* [TASK OBJECTIVE]:
Using the data below, return the stretch from the line that contains "In this exercise you will mark the crosswalk" through the line that contains "In this exercise you will mark the blue", both included, exactly as it stands and nothing beyond it.

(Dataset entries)
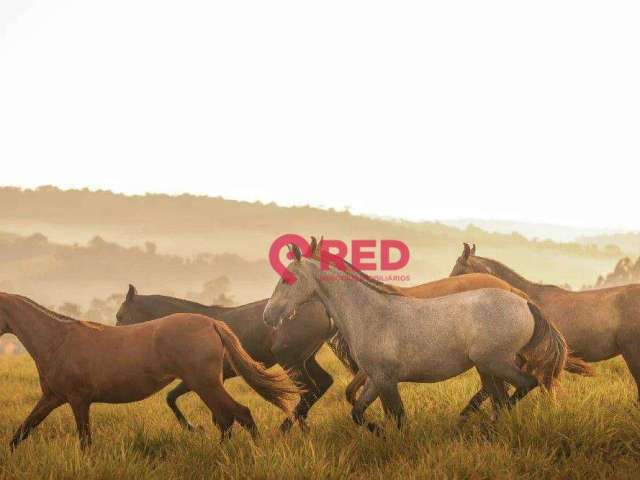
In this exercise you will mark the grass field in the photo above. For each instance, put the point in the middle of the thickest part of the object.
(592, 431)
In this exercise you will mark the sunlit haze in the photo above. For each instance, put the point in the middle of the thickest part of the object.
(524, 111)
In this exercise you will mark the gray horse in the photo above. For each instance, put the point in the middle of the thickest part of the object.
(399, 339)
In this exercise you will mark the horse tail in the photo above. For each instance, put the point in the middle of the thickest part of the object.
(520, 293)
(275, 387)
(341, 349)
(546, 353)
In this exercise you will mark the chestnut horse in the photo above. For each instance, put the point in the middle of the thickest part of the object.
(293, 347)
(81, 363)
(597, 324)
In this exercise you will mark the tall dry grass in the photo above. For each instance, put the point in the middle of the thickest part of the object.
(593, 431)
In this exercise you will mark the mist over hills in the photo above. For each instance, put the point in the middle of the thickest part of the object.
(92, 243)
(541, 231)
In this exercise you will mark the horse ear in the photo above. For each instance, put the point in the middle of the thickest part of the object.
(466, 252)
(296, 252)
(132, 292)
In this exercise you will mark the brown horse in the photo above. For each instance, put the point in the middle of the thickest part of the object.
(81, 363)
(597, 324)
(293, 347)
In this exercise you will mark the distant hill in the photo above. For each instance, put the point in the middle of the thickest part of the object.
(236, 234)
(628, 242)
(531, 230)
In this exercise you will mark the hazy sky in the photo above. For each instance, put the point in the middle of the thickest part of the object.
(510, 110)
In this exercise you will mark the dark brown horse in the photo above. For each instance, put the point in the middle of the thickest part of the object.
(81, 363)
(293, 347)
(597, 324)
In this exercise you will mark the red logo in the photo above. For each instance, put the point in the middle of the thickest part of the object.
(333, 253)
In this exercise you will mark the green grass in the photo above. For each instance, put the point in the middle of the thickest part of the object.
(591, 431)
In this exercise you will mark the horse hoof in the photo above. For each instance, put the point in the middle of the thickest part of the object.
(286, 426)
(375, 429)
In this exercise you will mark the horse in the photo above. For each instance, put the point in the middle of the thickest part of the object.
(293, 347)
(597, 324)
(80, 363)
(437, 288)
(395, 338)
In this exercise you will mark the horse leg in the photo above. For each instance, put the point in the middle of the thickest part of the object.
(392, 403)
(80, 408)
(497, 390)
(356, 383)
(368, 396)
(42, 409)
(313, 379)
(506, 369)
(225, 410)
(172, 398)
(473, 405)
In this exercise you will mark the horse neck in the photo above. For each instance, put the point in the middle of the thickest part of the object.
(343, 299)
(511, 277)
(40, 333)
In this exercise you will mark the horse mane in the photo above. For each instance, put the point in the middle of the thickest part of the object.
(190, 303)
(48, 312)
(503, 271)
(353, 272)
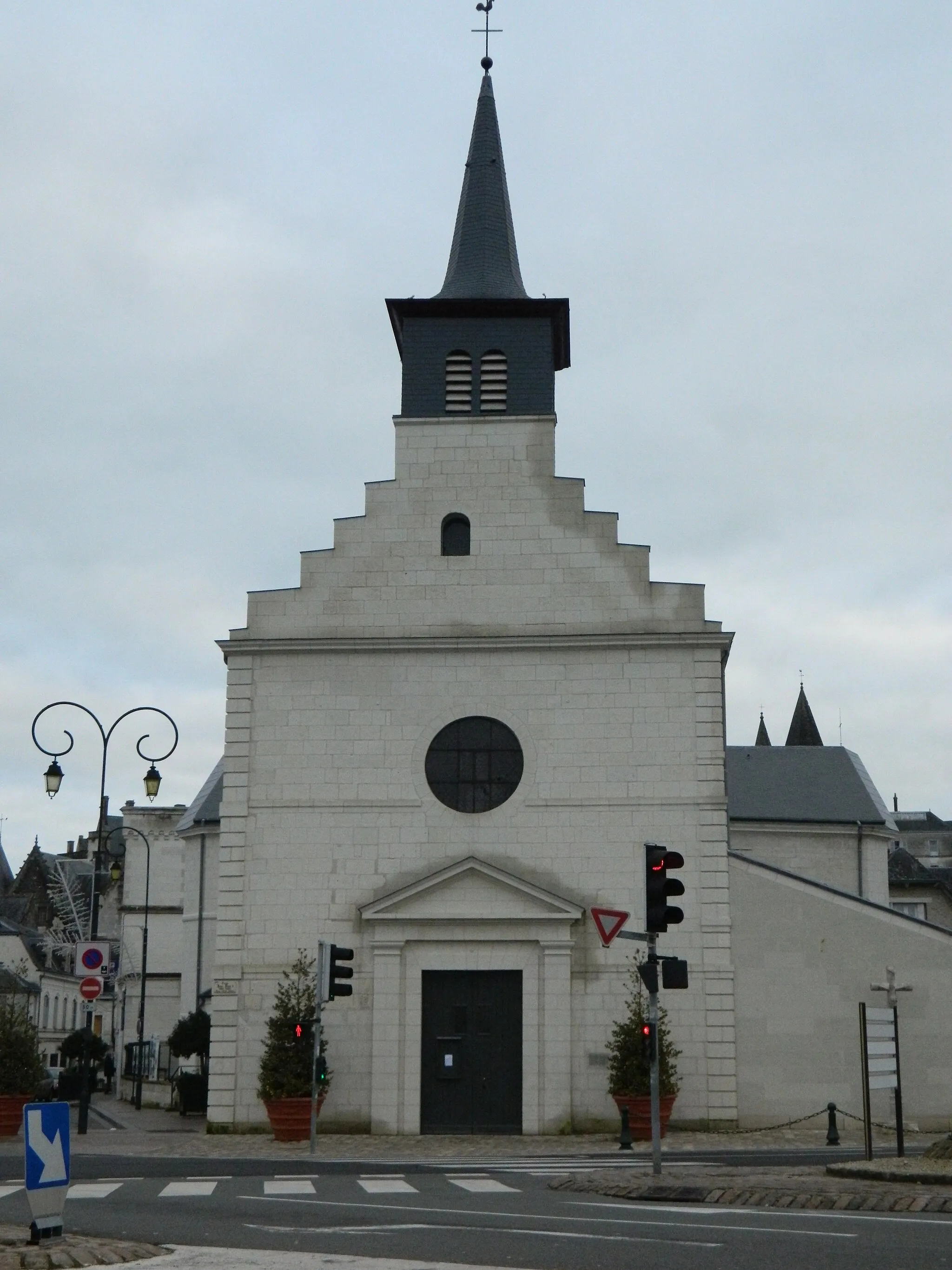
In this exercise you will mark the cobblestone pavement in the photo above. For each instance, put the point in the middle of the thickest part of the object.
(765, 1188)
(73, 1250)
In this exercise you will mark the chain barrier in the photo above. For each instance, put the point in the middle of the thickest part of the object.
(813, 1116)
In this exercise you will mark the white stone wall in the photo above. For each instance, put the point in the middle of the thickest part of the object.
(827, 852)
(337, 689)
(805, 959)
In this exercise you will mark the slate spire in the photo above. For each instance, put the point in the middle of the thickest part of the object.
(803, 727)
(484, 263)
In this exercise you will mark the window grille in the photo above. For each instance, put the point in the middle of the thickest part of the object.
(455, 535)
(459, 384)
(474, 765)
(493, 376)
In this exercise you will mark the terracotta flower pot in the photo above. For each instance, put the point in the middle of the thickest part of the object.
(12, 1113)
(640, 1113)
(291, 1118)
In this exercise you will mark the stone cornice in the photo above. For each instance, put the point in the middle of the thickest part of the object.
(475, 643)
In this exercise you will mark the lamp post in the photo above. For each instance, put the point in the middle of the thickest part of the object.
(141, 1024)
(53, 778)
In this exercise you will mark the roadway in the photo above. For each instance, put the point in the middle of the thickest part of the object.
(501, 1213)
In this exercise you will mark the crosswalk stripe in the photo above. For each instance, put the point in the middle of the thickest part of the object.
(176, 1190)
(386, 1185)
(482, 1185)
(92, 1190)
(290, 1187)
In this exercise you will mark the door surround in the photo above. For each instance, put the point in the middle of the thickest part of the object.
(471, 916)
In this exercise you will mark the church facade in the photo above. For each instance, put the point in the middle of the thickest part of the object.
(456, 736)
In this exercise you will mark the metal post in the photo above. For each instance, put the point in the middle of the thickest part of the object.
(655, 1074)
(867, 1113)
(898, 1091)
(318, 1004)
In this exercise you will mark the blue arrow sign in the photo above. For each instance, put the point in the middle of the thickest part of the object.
...
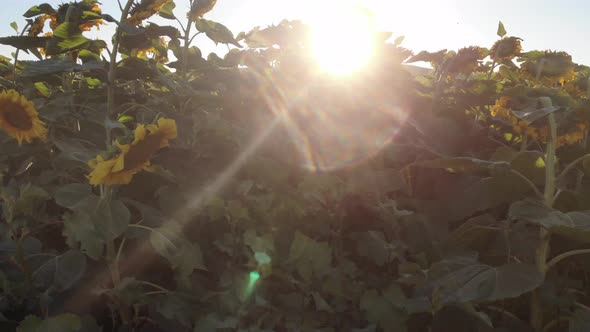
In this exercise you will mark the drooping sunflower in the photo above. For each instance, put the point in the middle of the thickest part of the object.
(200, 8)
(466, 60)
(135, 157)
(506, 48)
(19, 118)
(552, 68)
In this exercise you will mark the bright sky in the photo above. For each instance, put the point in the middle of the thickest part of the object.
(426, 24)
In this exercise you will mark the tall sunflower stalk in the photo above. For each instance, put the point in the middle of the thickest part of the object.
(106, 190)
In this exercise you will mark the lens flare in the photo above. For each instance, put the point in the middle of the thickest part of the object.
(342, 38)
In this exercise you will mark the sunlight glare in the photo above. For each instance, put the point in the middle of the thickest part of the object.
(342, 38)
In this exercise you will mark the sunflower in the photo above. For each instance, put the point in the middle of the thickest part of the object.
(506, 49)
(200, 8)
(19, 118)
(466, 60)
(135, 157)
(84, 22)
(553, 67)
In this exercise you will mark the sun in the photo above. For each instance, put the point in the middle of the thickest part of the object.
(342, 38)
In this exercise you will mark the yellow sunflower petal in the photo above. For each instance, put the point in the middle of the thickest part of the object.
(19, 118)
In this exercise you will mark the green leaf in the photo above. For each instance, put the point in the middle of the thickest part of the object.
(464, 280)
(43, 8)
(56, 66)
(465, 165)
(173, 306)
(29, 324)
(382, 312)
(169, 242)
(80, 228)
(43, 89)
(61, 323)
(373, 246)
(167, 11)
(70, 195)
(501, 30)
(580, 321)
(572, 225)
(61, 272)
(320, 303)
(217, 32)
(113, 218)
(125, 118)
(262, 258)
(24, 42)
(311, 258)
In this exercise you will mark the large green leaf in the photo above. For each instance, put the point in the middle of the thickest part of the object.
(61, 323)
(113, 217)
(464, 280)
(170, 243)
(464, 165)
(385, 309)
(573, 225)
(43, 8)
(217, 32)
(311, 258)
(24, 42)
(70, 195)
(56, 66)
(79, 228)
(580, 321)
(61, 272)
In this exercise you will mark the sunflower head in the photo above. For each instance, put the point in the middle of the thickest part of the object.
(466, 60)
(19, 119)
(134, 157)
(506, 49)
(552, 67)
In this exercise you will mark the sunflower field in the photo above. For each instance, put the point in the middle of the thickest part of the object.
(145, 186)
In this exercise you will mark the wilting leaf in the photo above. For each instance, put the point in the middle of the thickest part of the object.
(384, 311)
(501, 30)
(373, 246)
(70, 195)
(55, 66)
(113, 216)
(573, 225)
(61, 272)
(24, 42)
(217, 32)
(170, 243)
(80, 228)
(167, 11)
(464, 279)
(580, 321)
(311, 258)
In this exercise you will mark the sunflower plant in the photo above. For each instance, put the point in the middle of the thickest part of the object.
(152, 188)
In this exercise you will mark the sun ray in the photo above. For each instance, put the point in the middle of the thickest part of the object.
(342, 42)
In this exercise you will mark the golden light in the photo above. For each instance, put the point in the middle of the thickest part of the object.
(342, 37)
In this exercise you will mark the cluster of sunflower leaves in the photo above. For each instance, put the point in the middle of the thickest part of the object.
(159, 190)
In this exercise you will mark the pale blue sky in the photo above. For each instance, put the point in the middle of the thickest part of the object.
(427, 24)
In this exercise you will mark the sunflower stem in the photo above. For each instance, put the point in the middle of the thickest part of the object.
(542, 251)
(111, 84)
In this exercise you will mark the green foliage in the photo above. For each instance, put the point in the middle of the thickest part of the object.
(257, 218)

* [WRITTEN ANSWER]:
In this exercise you will mark the crosswalk stripe in the photo above. For each instance, put the point in the middle of the thickest part of the object.
(176, 1190)
(386, 1185)
(482, 1185)
(92, 1190)
(290, 1187)
In this exercise you will mark the door surround in the photo above. For each instance, put the point in the middle of the thickest part of the object.
(471, 916)
In this exercise you will mark the church facade in the photo above. For each instance, put the point in the middle of the thickest part of the object.
(456, 736)
In this exercise you will mark the metal post in the photo above. For each instance, put the point in the middle of the thickest part of the object.
(655, 1074)
(867, 1113)
(898, 1091)
(318, 1004)
In this exercise you will mark the blue arrow sign in the photo above. For each instance, put the point in the middle of the thickest part of the object.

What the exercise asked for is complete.